Raw data:
- - -
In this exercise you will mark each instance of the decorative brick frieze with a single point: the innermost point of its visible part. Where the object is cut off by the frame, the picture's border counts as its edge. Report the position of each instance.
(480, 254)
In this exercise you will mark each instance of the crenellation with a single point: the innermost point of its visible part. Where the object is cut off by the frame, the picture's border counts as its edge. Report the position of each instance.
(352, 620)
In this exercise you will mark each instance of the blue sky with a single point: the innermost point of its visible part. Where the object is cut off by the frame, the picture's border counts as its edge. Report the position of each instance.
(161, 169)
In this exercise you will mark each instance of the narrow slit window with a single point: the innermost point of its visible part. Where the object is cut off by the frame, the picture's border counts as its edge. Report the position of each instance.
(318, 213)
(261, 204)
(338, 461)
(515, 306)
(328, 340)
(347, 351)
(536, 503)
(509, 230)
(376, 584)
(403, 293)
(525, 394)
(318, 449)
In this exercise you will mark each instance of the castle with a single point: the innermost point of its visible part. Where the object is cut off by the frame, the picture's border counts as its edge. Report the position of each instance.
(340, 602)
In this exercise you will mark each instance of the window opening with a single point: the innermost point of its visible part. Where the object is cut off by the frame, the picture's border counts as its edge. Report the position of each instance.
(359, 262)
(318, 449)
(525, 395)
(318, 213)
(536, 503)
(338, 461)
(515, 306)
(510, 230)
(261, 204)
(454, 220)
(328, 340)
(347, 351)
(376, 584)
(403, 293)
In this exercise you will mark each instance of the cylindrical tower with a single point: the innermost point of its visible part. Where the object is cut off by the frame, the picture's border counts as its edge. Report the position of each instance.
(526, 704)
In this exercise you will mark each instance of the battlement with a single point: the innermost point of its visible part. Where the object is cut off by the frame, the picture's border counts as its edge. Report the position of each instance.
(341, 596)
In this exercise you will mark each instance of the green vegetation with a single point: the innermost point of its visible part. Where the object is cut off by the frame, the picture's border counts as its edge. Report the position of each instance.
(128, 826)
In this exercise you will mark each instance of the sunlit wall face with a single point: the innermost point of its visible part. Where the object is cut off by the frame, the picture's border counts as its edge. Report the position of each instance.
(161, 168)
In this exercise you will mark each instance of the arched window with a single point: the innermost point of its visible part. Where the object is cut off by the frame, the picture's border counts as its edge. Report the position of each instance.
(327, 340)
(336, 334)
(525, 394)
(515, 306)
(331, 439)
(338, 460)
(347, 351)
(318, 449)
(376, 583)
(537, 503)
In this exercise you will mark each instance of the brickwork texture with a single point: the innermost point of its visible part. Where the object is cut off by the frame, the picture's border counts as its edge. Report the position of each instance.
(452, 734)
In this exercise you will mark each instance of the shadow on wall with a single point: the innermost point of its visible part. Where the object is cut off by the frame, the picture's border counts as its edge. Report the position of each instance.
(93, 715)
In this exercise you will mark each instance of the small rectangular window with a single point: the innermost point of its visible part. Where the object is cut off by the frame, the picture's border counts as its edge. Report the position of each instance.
- - -
The exercise: Rewrite all the rows above, changing "innermost point" to "central point" wherever it occurs and leaving everything else as it is.

Answer to this exercise:
In this exercise you will mark each instance of the decorative brick frieze with a single point: the central point of its visible part. Where the object is cut off by the frame, the picture's border counts as its edge. Report the position of each instance.
(480, 254)
In this exercise you will mark each instance of the crenellation with a single point: the central point of its visible part. Where the object is cut off by the frame, the picture's border counts as its edge. Report the position of each instance.
(352, 620)
In this exercise you will mark each instance of the blue sky with a single point: the central point of its visible part. Where the object is cut off by the frame, the picture's border counts as its edge. Report the position of each instance.
(161, 169)
In this exercise you will mark each instance of the narrow slit window with a single point: the central point of its visible part. Where the object is cut off by the frame, the picture's border counts as its edge. Report the position of each instance.
(318, 213)
(261, 204)
(338, 461)
(515, 306)
(328, 340)
(347, 351)
(536, 503)
(509, 230)
(376, 584)
(403, 293)
(525, 394)
(318, 449)
In this exercise you will mark each instance of the castle with a single point: the central point of its visible part. Where the object is cut off by the frame, the picture's border counts as its edge. Report the position of each instance.
(340, 602)
In this exercise you will mark each instance of the window opening with a single point: the central point of its visible part. Where the object is cut off by the frame, the picture's border counts as its edge. Report the position of each instance.
(359, 262)
(318, 449)
(525, 395)
(318, 213)
(536, 503)
(338, 461)
(515, 306)
(510, 230)
(261, 204)
(454, 220)
(328, 340)
(347, 351)
(376, 584)
(403, 293)
In this exercise you will mark each instance of the cylindrical tower with a single point: the central point of its visible part. Where the object is cut off by the frame, the picture's border counts as its edge. Report the position of each instance.
(526, 704)
In this exercise you will mark each instance of the battlement with a single point: the central point of its visible part. Where the object is cut off by the frame, the picture's border counts as its edge. Report the position of each instance.
(341, 596)
In this exercise you will mark each instance of the green vegetation with a single point: the central point of its visible part. Where the object is cut off by the frame, the picture's border counts as its edge. Report the position of each instance.
(128, 826)
In this exercise you will mark each instance of the sunlit wall face with a single point: the central point of its visible part. Where the object is cut off by the frame, the picture's border counts as its edge. Report the position of each instance.
(161, 168)
In this exercise you will mark each instance of the arched window with a single point: the central point of its visible part. Where the object is cut off by the frame, the picture's border counts as its edge. Report the position of each instance.
(327, 340)
(336, 334)
(525, 394)
(515, 306)
(331, 439)
(338, 460)
(347, 351)
(318, 449)
(376, 583)
(537, 503)
In this exercise you will mark each instance of the brickwork texture with a single point: the central point of its visible part. Where the object is cut off by the frame, the picture's border counts as its edge. Report the position of each instance.
(452, 734)
In this exercise you will mark each instance of the shadow on wall with a single point: the central point of its visible part. Where the object is cut off by the frame, the picture's border counts as its edge. Report the position of each instance.
(93, 715)
In this exercise you will mark each instance of the small rectangular window with a single point: the central point of its visible part. Where the object is cut off by the frame, the picture's border counts as its edge. Report the position of each instance.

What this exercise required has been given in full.